You don't need a forest. You need canopy. A well-placed tree with seating beneath it — sheltered enough to feel enclosed, open enough to maintain a sense of prospect — applies the same principle in a Surrey back garden. Aromatic planting nearby (lavender, rosemary, pine) is consistent with phytoncide research, though the garden-specific dose hasn't been studied directly. What has been studied is the stress-reduction effect of immersive green space, and that translates to a design priority: create at least one spot where sitting still feels natural, not awkward.

Get the green-to-hard ratio right

Clare Cooper Marcus, who spent decades evaluating how people actually use therapeutic gardens in hospitals and care settings, recommended an explicit ratio: 70% green to 30% hardscape (Cooper Marcus & Sachs, 2013, Therapeutic Landscapes). Her research — drawing on extensive observational data across multiple therapeutic garden sites — consistently found that lush, layered planting with looping paths and semi-private seating niches outperformed sparse, hard-surfaced spaces.

This is one of the most directly actionable pieces of evidence in the literature. It doesn't mean every garden needs to hit exactly 70/30, but it does mean that the default should lean green. Paving serves access and function; planting creates the environment that supports how you feel. When we design, we think about how the hard surfaces serve movement and use, while the planting creates the atmosphere and the enclosure.

Make it easy to be outside in British weather

Perhaps the most practically important body of evidence concerns light and outdoor time. Kenneth Wright's camping studies at the University of Colorado found that just a weekend of natural light exposure shifted participants' circadian rhythms by 1.4 hours — achieving 69% of the effect of a full week (Stothard et al., 2017, Current Biology). Even a heavily overcast British sky delivers thousands of lux — at least several times brighter than a well-lit office.

Stored items from a collection:
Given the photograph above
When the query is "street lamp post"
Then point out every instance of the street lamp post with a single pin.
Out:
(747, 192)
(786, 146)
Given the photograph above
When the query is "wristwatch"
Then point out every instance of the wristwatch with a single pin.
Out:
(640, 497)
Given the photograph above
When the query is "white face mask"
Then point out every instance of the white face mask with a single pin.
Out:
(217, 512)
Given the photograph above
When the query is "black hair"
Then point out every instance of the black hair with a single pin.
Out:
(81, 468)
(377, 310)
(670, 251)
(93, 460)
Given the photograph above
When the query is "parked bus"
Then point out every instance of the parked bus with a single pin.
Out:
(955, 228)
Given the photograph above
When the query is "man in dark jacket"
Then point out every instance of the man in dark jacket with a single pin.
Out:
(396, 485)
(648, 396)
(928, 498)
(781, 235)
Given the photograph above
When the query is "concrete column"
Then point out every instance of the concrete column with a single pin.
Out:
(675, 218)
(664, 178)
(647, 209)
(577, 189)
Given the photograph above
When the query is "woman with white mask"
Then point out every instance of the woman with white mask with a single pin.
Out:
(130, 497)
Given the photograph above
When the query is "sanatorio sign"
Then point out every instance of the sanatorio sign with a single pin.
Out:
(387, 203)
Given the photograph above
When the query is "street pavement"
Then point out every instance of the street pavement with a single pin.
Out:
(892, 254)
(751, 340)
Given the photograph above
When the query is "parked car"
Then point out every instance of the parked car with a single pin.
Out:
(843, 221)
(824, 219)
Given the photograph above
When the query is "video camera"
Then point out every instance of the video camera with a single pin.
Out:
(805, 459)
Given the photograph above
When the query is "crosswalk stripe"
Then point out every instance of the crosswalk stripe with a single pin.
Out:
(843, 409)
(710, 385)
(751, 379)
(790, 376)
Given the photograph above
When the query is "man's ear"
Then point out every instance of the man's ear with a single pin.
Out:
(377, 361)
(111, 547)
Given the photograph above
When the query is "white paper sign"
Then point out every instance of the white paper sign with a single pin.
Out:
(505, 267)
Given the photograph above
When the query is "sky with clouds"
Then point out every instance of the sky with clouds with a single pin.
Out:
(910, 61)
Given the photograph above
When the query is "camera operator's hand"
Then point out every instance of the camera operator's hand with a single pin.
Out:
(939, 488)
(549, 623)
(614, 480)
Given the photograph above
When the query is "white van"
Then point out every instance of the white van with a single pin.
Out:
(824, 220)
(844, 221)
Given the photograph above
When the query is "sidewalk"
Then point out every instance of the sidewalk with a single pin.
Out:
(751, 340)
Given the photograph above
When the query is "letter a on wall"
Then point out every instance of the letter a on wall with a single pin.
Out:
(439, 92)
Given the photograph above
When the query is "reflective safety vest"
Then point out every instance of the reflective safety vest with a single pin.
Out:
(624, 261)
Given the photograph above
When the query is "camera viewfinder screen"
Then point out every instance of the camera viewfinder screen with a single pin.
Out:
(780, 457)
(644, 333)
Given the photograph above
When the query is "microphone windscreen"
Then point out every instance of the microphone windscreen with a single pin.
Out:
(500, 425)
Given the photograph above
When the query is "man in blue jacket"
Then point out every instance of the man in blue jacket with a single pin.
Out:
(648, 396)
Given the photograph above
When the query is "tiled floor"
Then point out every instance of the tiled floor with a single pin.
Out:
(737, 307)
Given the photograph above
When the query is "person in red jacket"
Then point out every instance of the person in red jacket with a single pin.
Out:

## [Tasks to perform]
- a) Answer these questions using the garden design text, one answer per line, marked the same way:
(i) What ratio of green to hardscape did Clare Cooper Marcus recommend?
(ii) By how many hours did a weekend of natural light exposure shift participants' circadian rhythms?
(iii) Which aromatic plants are named as examples?
- b) In the garden design text, rewrite the paragraph that begins "This is one of the most directly actionable" in a shorter form that keeps its main points.
- c) Go on with the garden design text, picking up right after its last sentence.
These rows come from a different source than the garden design text.

## [Per-task outputs]
- a)
(i) 70% green to 30% hardscape.
(ii) 1.4 hours.
(iii) Lavender, rosemary and pine.

- b) This is some of the most usable evidence available. A garden need not be exactly 70/30, but it should lean green by default. Paving provides access and function, while planting creates the atmosphere, enclosure and feeling of the space.

- c)
Meanwhile, research consistently identifies weather as the primary barrier to outdoor time in the UK. And a major study of approximately 20,000 people in England found that spending at least 120 minutes per week in nature was associated with significantly better health and wellbeing (White et al., 2019, Scientific Reports).

This creates a clear design brief: remove the friction between indoors and outdoors. Covered seating areas — pergolas, louvred canopies, glass lean-tos — that allow you to sit outside in light rain without setup or commitment. All-weather surfaces that don't become treacherous when wet. Morning-facing seating for a coffee that doubles as circadian-relevant light exposure. South-facing sun traps with walls on two or three sides, creating sheltered microclimates that feel noticeably warmer than exposed areas on calm days.

Winter-interest planting matters here too. Structural evergreens, bark-interest trees like silver birch and paperbark maple, winter-flowering shrubs — these give you visual reasons to step outside between November and March, when the temptation to stay in is strongest.

The thread that runs through all of it

Every piece of research we've covered points in the same direction: a garden designed for wellbeing is one that's easy to be in, pleasant to look at from inside, and layered enough to hold your attention gently. None of this requires exotic features or specialist knowledge. It requires thoughtful design — understanding how light falls across a space, how planting creates enclosure and interest, how paths and seating encourage lingering rather than passing through.

These aren't wellness trends. They're design fundamentals, now backed by decades of replicated research. And they happen to be the same principles that make a garden beautiful, functional, and worth the investment.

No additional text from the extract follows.